(Pointing dataset records)
--- Start ---

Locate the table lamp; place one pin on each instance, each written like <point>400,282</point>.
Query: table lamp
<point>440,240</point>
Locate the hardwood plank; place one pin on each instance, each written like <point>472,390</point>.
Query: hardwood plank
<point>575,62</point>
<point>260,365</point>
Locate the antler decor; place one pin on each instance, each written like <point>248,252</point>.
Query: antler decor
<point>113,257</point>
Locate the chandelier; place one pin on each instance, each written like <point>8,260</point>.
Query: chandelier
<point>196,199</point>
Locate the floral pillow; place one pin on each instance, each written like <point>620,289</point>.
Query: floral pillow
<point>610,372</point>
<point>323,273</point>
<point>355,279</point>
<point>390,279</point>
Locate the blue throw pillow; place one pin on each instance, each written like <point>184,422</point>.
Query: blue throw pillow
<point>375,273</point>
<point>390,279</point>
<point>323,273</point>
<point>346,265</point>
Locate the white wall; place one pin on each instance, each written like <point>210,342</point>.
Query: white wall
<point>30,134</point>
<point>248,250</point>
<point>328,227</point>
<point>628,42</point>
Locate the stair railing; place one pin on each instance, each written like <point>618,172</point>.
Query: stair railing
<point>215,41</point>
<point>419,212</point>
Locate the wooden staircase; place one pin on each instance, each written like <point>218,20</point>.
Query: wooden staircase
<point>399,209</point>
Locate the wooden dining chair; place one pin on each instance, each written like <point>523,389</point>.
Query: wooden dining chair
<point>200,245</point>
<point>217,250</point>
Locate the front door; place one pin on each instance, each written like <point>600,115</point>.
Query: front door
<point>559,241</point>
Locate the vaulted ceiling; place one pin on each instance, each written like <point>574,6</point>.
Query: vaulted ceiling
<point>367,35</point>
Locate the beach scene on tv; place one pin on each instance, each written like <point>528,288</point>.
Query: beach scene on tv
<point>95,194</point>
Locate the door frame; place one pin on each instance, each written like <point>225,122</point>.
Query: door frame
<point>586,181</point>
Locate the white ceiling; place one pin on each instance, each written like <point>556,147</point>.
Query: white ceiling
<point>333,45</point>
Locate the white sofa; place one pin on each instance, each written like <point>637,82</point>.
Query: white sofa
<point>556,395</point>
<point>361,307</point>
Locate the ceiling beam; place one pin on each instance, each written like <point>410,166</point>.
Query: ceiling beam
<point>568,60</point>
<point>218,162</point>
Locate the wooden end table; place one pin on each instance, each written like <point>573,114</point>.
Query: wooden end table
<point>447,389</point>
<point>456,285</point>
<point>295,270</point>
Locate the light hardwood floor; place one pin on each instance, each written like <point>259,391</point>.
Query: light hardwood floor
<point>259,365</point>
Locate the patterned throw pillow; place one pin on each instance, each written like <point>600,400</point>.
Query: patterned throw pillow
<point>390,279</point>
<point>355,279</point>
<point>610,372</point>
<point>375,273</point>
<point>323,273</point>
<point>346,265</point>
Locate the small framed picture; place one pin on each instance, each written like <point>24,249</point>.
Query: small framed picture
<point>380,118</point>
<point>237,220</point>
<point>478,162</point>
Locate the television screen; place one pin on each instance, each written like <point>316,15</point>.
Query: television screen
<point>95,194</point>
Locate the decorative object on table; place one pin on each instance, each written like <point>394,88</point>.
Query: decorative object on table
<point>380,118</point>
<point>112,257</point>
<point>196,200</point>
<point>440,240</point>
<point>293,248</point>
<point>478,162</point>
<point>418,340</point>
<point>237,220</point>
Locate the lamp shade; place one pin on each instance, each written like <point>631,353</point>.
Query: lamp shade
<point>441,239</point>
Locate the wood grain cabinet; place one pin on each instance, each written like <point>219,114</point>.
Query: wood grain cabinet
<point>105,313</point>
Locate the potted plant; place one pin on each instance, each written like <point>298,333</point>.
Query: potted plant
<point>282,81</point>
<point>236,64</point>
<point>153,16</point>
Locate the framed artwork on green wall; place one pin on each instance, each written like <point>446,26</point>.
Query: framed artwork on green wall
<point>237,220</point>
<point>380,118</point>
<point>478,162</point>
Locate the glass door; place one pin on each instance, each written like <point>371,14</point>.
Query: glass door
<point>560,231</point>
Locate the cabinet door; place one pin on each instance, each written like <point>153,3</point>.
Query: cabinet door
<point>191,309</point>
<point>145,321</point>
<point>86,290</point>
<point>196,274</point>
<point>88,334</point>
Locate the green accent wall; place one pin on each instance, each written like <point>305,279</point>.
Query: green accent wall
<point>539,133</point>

--- End ---

▶ _Instructions to follow_
Copy out the records again, only for the stretch from the line containing "Locate the wooden staircase;" through the line containing "<point>399,209</point>", keeping the request lines. Add 68 to each coordinate in the answer points, and leave the format sample in the request unchanged.

▶ _Expected answer_
Locate the wooden staircase; place one pin on each instance, each written like <point>218,20</point>.
Query: wooden staircase
<point>467,277</point>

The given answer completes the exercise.